Given records.

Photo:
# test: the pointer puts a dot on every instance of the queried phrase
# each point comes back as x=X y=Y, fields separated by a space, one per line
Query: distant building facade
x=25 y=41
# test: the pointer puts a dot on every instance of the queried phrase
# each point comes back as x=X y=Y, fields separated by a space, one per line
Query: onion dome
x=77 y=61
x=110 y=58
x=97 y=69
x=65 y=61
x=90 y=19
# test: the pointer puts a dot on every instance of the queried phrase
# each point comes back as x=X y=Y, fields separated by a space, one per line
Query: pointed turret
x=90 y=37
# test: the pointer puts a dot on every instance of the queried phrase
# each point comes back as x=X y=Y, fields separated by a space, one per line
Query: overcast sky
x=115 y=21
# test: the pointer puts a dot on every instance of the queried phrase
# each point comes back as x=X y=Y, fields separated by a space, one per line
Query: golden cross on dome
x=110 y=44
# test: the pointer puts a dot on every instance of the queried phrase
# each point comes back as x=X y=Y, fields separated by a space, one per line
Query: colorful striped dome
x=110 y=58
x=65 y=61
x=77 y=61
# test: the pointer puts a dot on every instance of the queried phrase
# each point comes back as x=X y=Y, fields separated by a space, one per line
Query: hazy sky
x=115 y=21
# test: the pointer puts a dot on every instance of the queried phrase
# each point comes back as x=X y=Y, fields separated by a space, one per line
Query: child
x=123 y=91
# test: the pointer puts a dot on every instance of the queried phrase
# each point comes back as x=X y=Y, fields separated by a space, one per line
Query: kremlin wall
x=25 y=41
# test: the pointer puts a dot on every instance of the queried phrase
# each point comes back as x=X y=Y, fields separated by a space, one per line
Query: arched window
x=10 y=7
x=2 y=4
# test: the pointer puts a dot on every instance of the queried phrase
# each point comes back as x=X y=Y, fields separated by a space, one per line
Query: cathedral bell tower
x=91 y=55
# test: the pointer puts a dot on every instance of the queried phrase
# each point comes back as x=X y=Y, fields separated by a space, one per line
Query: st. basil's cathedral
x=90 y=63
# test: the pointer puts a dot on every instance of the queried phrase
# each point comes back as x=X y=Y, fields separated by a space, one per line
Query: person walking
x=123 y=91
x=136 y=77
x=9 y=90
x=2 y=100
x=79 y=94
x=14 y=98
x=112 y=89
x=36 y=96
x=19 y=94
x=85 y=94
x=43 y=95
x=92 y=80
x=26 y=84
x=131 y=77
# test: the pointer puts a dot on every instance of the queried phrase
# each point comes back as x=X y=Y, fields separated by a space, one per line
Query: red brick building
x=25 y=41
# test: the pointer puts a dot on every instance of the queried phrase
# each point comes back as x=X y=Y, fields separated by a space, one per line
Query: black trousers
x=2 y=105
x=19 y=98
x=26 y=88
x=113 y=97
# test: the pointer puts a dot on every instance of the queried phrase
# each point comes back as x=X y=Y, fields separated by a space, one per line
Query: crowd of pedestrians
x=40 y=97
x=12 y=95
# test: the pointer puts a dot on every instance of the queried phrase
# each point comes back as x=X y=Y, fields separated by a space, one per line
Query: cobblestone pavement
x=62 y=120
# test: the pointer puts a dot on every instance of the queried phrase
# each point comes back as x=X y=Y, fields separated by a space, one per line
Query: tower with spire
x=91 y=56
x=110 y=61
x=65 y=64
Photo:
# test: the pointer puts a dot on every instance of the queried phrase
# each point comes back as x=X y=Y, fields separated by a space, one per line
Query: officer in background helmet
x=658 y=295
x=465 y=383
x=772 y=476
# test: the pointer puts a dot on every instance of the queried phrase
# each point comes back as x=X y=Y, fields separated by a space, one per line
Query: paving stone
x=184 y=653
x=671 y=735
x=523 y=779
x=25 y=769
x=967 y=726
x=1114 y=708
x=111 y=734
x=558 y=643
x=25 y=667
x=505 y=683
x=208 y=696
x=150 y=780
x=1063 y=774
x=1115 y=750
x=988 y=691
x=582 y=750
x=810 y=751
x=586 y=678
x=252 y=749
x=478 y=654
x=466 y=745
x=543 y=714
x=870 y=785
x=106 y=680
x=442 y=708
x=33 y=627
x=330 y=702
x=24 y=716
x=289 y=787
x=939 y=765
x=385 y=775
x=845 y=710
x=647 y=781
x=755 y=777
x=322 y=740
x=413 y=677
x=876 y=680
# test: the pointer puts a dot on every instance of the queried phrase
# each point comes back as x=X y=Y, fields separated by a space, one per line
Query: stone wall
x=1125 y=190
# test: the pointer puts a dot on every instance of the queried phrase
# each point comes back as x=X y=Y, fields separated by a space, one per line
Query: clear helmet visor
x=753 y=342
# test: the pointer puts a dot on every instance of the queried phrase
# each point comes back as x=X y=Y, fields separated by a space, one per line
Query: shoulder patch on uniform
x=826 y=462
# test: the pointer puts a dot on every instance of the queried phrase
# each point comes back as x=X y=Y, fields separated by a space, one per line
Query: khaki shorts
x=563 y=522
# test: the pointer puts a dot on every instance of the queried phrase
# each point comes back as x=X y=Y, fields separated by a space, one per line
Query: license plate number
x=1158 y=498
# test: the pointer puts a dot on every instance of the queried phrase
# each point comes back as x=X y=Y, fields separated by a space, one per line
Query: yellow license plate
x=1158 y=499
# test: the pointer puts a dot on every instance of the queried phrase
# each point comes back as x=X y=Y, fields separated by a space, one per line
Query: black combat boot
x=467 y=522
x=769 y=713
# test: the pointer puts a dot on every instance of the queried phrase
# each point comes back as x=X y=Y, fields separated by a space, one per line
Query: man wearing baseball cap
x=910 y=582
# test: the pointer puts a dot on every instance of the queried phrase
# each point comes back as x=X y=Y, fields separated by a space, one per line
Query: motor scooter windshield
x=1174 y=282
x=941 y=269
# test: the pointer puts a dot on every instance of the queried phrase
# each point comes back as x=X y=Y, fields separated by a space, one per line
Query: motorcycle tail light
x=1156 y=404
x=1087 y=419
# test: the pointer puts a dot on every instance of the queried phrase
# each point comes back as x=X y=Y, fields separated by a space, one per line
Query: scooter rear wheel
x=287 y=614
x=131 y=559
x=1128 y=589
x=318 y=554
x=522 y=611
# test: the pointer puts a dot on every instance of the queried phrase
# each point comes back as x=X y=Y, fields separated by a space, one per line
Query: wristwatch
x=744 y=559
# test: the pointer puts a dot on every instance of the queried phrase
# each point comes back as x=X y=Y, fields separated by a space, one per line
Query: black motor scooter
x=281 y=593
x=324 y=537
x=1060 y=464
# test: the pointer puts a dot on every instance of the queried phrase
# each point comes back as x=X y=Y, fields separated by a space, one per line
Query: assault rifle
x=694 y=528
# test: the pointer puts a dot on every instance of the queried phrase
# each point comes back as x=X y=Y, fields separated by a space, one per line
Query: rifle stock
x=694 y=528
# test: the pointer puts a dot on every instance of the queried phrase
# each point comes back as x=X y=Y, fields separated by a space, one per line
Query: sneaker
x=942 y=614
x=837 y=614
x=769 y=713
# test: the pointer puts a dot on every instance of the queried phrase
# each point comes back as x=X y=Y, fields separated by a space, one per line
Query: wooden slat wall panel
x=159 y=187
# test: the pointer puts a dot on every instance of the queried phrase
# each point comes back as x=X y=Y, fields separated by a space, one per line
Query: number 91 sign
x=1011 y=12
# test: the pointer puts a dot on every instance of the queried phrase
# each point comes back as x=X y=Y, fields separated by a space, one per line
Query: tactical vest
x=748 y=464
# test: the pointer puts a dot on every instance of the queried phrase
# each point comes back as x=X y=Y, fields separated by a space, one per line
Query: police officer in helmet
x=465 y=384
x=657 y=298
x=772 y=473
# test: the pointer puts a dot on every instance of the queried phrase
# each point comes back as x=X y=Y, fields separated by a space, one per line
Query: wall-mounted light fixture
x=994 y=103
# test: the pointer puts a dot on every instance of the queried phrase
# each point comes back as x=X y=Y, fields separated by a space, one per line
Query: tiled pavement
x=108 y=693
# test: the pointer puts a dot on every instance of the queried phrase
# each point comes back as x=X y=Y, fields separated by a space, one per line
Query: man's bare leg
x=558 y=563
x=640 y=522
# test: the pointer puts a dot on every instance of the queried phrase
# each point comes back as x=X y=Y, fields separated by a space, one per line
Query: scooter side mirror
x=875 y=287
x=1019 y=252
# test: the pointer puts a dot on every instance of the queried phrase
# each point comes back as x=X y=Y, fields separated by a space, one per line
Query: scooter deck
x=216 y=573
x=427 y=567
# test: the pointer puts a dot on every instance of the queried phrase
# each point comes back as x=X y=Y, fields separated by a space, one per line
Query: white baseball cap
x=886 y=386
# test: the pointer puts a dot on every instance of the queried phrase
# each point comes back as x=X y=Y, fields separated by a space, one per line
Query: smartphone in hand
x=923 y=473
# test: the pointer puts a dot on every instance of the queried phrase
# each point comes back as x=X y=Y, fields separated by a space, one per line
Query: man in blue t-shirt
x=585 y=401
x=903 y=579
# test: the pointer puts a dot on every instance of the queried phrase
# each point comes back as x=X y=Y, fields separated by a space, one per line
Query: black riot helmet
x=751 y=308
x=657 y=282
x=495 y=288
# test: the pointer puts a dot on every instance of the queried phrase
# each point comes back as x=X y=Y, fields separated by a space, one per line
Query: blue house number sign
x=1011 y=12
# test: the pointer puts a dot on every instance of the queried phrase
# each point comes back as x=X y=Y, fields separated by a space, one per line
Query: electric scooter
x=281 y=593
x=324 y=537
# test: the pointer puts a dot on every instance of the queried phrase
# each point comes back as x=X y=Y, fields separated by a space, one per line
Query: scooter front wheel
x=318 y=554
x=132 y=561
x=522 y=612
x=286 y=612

Problem requirements.
Pull out every line of the entries that contains the word "scooter". Match case exactly.

Response.
Query: motor scooter windshield
Query: scooter rear wheel
Query: black motor scooter
Query: scooter side mirror
Query: scooter deck
Query: electric scooter
Query: scooter front wheel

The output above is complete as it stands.